Document segment:
-- Start --

Re: Comments on SHACL Editors Draft of 29 April

[    "Class-based scopes define the scope as the set of all instances of a
    class."

  Okay, yes... classes have extensions... after all, RDF Schema 1.1 says
that
  "Associated with each class is a set, called the class extension of the
  class, which is the set of the instances of the class" [3].  But what
does
  this have to do with defining the set of focus nodes for a shape?  The
scope
  of a shape is _not_ a specific data graph but the set of all instances
of a
  class in the world]

This could be fixed by saying something like:

    "Class-based scopes define the scope as the set of all instances of a
    Class present in the data graph."

However, fundamentally, SHACL operates under the closed world assumption.
So, it could never concern itself with whatever exists or doesn¹t exist in
the world in general - it is always only about the information that has
been been made available/submitted to a SHACL engine. Negation as failure
and so on.


Perhaps, it is worth making a point of explaining this somewhere early on
and then, there is no need to constantly clarify points like this
everywhere in the document. If a reader approaches the spec with the OWA
set of mind, they are bound to make wrong conclusions or become confused.
Thus, it is important that a reader puts themselves into the CWA set of
mind.


Irene Polikoff






On 5/1/16, 10:40 AM, "Thomas Baker" <tom@tombaker.org> wrote:

>Comments on 
>
>Shapes Constraint Language (SHACL)

-- End --

Actions to take:
1. According to the message about the SHACL draft, under what assumption does SHACL fundamentally operate?
2. Continue the message about the SHACL Editors Draft from the point where it stops.
The lines that come after this are not needed for anything here.

Given information:
-- Start --

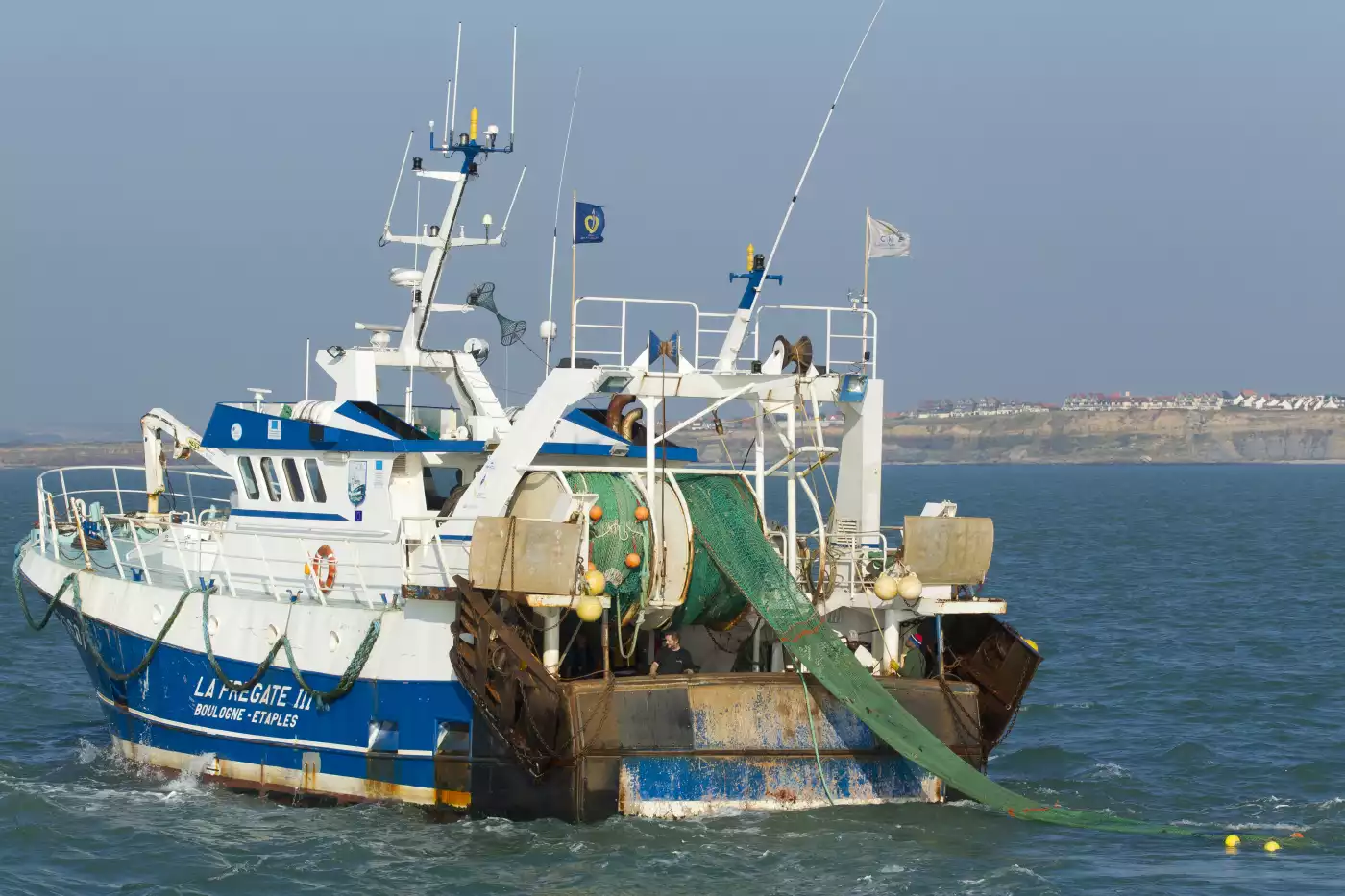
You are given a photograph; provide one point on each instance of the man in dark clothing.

-- End --

Answers to the exercises:
1. The closed world assumption.

2.
>Editors Draft 29 April 2016
>http://w3c.github.io/data-shapes/shacl/
>
>Some context: I have followed this activity since participating in the
>workshop
>on RDF validation in 2013 [1].  The activity seemed like it might achieve
>the
>goals pursued a decade ago with the DCMI Working Draft, Description Set
>Profile
>Constraint Language [2].  I have tried to keep up with the excellent work
>by
>Karen Coyle, Antoine Isaac, Hugo Manguinhas, Thomas Hartmann, and others
>on
>comparing the emerging SHACL specification to requirements that have
>accumulated over the years in the Dublin Core community.
>
>There is alot to like in SHACL but I must confess that each time I tried
>to
>actually read the specification I found myself getting stuck at the same
>places.  I'd set it aside, assuming that the issues would shake out.  Many
>months later, however, I find the same sticking points, unchanged.  This
>time I
>pressed on through the introduction to Section 2.1.
>
>These comments convey my thoughts while reading the text and end with some
>suggestions.  I have made no effort to catch up on discussion in the
>relevant
>mailing lists [4,5], so please forgive me if I simply cover issues here
>that
>are already well-understood.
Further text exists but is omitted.